- PARTS OF THE EXERCISE
1: Answer these from the text on "Maybe He'll Know":
(a) On what date was the single released?
(b) Who produced the Blue Angel version of the track?
(c) Which singer joins Lauper on the doo-wop backing vocals?
2: From the text on "Maybe He'll Know," repeat word for word the passage starting at "Cyndi Lauper singles" and ending at "back-up vocal duties.".

- TEXT PROVIDED
** begin **
Single by Cyndi Lauper

from the album True Colors
- B-side: "Time After Time"
- Released: May 12, 1987
- Recorded: 1986
- Studio: Power Station (New York, NY); The Hit Factory (New York, NY);
- Genre: Doo-wop
- Length: 4:25
- Label: Epic
- Songwriters: Cyndi Lauper; John Turi;
- Producers: Cyndi Lauper; Lennie Petze;

Cyndi Lauper singles chronology
| "Boy Blue" (1987) | "Maybe He'll Know" (1987) | "Hole in My Heart (All the Way to China)" (1988) |

= Maybe He'll Know =

"Maybe He'll Know" is a song by American singer Cyndi Lauper from her 1986 album, True Colors. It served as the fifth and final single of the album, released only in Europe in 1987. It is a remake of a song that Lauper recorded with her former band, Blue Angel. It appeared on their 1980 self-titled album The two versions are slightly different lyrically in a few lines. Billy Joel joins Lauper in 'doo wop' style back-up vocal duties.

==Blue Angel version==
Maybe He'll Know opened up the Blue Angel's 1980 eponymous debut album. The song was written by Cyndi Lauper and her band mate John Turi. The track was produced by Roy Halee. The track was released with I'm Gonna Be Strong on June 12, 1980, as both, a double-A-side and B-side in European markets.
** end **
- GIVEN RECORDS
** begin **
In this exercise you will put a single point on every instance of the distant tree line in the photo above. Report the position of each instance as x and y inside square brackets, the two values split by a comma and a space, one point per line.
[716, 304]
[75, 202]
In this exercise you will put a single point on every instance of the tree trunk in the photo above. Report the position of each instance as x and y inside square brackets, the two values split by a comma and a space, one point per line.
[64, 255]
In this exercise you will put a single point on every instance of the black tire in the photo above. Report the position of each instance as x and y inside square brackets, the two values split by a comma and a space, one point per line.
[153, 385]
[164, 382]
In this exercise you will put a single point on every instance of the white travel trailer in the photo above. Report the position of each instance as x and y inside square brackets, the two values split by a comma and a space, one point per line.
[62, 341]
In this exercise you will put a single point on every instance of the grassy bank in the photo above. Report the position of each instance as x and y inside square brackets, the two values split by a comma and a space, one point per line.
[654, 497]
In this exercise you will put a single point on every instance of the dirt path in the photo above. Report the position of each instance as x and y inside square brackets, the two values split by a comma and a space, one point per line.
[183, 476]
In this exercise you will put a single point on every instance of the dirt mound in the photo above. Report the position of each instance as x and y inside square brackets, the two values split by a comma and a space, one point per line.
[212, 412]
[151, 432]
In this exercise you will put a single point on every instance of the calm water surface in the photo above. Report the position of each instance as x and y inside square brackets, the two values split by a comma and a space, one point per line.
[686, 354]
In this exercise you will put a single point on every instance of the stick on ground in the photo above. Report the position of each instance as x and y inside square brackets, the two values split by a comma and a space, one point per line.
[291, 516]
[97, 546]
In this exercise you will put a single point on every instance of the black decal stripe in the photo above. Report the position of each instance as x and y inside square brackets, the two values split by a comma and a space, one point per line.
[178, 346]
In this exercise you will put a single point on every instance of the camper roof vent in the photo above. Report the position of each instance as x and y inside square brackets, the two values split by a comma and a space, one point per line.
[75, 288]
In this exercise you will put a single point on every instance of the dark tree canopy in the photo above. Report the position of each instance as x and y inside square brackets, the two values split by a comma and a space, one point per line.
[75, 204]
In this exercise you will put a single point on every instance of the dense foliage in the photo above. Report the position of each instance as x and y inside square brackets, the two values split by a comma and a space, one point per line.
** end **
- RESULTS IN ORDER
1:
(a) May 12, 1987
(b) Roy Halee
(c) Billy Joel

2:
Cyndi Lauper singles chronology
| "Boy Blue" (1987) | "Maybe He'll Know" (1987) | "Hole in My Heart (All the Way to China)" (1988) |

= Maybe He'll Know =

"Maybe He'll Know" is a song by American singer Cyndi Lauper from her 1986 album, True Colors. It served as the fifth and final single of the album, released only in Europe in 1987. It is a remake of a song that Lauper recorded with her former band, Blue Angel. It appeared on their 1980 self-titled album The two versions are slightly different lyrically in a few lines. Billy Joel joins Lauper in 'doo wop' style back-up vocal duties.